* _Selected passage_:
>> START
Already on GitHub? Sign in to your account

Skip validation checkers when there are no config changes #8206

Merged
merged 14 commits into from
Mar 12, 2025

Conversation

jshaughn
Copy link
Collaborator

@jshaughn jshaughn commented Mar 4, 2025

Part-of #8007

The idea here is to generate a hash for config used in validations, using config ResourceVersion where applicable, and otherwise hashing relevant checker information. For example, we can't use Workload ResourceVersion because it changes when status is updated (and so is sensitive to pods coming and going). If the hash does not change at validation Reconcile time, then skip running the checkers.

This solution is something of a trade-off. It avoids the complexity needed for callback-based watchers on config, or other very granular approaches. But each reconcile still needs to gather the related config, and generate the hash. The savings is in being able to avoid running the checkers. In the data presented in #8007 the checkers accounted for a lot of the validation time, so the hope is that this will be helpful, and push off any need to do something more complicated.

The algorithm works like this:

For base config (used for cross-cluster validation)
  generate a hash for the config (basically workload config)

For each cluster:
  generate a hash for the config defined in that cluster (services, all of the istio config)
  if hash is different or there is a base config change
    run checkers for the cluster
    replace previous validations
  else 
    keep previous validations

This also introduces a hidden config option to enable or disable this logic (default is enabled). The option is mainly a fail-safe, just in case we find a flaw in the logic that prevents validation re-generation, or somehow ends up adding to resource consumption.

Operator PR: kiali/kiali-operator#885

@jshaughn jshaughn self-assigned this Mar 4, 2025
@jshaughn
Copy link
Collaborator Author

jshaughn commented Mar 4, 2025

@hhovsepy , @nrfox , I created a POC here to see if this approach seemed feasible and worthwhile. Before moving forward I wanted to get your feedback on approach, or other general comments. We could have a short meeting, or you could drop comments here...
>> END
* _Stated goal 1_: List the GitHub usernames that appear with an @ sign in the pull request discussion.
* _Stated goal 2_: Carry on the pull request discussion about skipping validation checkers, starting after its final sentence.

[Stored data]
>> START
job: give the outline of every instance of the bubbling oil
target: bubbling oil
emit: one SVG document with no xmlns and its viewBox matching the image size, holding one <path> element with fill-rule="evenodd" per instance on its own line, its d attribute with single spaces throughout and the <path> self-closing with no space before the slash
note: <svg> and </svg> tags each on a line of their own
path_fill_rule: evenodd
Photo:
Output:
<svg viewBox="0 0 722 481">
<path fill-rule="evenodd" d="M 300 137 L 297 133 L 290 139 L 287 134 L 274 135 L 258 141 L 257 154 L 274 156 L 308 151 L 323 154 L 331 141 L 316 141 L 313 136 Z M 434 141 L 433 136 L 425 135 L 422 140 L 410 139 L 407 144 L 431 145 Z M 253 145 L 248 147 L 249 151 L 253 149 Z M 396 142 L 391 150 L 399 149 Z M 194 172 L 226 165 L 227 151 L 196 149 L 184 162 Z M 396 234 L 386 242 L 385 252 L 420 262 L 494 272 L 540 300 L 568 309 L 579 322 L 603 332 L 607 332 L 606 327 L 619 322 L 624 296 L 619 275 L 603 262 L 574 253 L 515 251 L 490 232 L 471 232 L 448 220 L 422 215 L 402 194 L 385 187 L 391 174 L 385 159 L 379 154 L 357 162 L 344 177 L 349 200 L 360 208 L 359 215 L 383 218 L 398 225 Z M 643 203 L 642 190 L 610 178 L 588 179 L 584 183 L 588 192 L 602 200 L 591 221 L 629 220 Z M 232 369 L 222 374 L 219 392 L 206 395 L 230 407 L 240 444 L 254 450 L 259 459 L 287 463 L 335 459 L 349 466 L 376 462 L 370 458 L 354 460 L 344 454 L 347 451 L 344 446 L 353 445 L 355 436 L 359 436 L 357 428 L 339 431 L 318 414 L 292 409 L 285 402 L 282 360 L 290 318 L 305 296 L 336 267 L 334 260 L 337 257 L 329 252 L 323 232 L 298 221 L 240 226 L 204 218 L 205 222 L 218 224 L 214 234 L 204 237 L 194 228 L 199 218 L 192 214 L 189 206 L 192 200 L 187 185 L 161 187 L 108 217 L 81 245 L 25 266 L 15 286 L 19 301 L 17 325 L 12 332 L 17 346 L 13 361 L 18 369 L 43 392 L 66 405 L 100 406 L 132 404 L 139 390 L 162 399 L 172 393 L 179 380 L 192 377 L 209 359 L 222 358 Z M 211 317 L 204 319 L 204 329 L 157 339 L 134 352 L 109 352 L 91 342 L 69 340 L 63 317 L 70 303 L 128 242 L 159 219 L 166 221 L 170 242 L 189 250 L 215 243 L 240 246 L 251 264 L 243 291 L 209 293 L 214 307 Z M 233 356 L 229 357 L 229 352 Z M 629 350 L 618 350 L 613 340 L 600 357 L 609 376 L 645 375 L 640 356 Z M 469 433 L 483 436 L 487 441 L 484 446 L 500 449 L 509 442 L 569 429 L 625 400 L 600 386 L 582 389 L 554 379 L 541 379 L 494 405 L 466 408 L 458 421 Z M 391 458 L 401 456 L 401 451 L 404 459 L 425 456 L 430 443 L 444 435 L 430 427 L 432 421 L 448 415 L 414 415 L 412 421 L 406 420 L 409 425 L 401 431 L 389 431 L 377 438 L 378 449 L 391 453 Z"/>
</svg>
>> END
* _Written reply 1_: @jshaughn, @hhovsepy, @nrfox

* _Written reply 2_:
@jshaughn jshaughn requested review from hhovsepy and nrfox March 4, 2025 15:56
@nrfox
Copy link
Contributor

nrfox commented Mar 4, 2025

Where this is most needed for performance gains, large clusters with lots of config/workloads/services, I don't think this approach will provide enough of a perf gain in practice because workloads in particular will be constantly changing so the odds of the validations being skipped will be low. The resource version changes even when the status updates on an object so pods coming and going would invalidate the hash.

This would be more work to setup initially but if we can validate a single object when it changes or when any of it's related objects change rather than looking at every object and processing all validations when a single object changes that would be much more efficient. Some changes in objects we also don't care about and it would be good to filter those out too. We probably only care if the spec changes on various objects but not the status for validations.

@nrfox
Copy link
Contributor

nrfox commented Mar 4, 2025

The current way the validations controller processes validations where it processes all validations on a timer was the simplest way to get started but is by no means the most efficient way of doing it.

@hhovsepy
Copy link
Contributor

hhovsepy commented Mar 4, 2025

It can be a very useful approach in reducing the load on CPU by validation reconciliation, so instead of configuring longer reconcile intervals, we can keep it shorter, but do not trigger validation process when nothing changed.

@jshaughn
Copy link
Collaborator Author

jshaughn commented Mar 4, 2025

The resource version changes even when the status updates on an object so pods coming and going would invalidate the hash.

OK, that's super annoying, and I didn't expect that behavior. I thought ResourceVersion was independent of status. But I agree that pods coming and going would mostly remove the benefit in a large production env. The intent was to capture an actual change that could affect validation.

I agree that the spec is what we care about. I suppose we could hash Spec at workload fetch time. This would add some overhead when populating the cache, but it's feasible. In essence, we'd be creating our own "WorkloadSpecVersion" field. I think that would be the only way forward with this approach.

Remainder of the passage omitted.